*The following article was published by Dana Farber Cancer Institute*
When John Ferris was first diagnosed with follicular lymphoma in early 2017, he was told he had six to nine months to live. Later, while undergoing treatment that appeared to be halting his cancer, he received an amended diagnosis.
“Cancer is not going to kill you, but your drinking could,” his oncologist told Ferris. “We want to help.”
Ferris, 65, credits the doctor who delivered that edict — Philippe Armand, MD, PhD, of Dana-Farber Brigham Cancer Center — for saving his life in two ways. Armand’s team in the Lymphoma Program were able to halt Ferris’ lymphoma through his inclusion on a clinical trial, while simultaneously helping him through an additional challenge: alcoholism.
Learning he had a serious cancer led Ferris to start drinking again after nearly 18 years of sobriety, and the kindness and patience that Armand, nurse practitioner nurse practitioners Katherine (Katey) Stephans, NP, and Jamie Terwilliger, NP, and other clinicians displayed during Ferris’ lymphoma treatment and his concurrent stint in an alcohol rehabilitation program enabled him to make it through both and into long-term remission.

→ **THE DATA**
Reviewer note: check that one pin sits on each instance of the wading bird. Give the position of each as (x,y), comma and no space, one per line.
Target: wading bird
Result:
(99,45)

→ **TASK ITEM**
Continue the article about John Ferris's lymphoma and alcoholism treatment from its final sentence.

→ **RESULT**
“They were wonderful,” says Ferris, a retired financial executive and school administrator. “If I missed a treatment because of rehab, Dr. Armand always says, ‘It’s more important that you focus on your sobriety. We’ll figure out the cancer piece.’”
Extra Effort
Ferris, a longtime New Hampshire resident, was looking ahead to a retirement of hiking, biking, and traveling with his wife of 41 years, Valerie, when he began feeling a numbness and tingling in his hands and feet in late 2016. His primary care physician diagnosed him with sciatica, and prescribed physical therapy sessions. When these didn’t work, Ferris was instructed to get an MRI at a local hospital in February 2017.
“The next morning, I learned I had stage-four lymphoma,” says Ferris. “The doctors told me all they could do was make me comfortable for the time I had left. That’s when I started drinking again.”
In the midst of this dual setback, a friend’s referral led Ferris to Dana-Farber Brigham Cancer Center. Upon meeting Armand, his spirts were immediately boosted.
“Dr. Armand said, ‘I’m not going to talk to you about how long you have to live, I’m going to talk to you about a cure,’” recalls Ferris. “That was the first time since my diagnosis that I actually felt some hope.”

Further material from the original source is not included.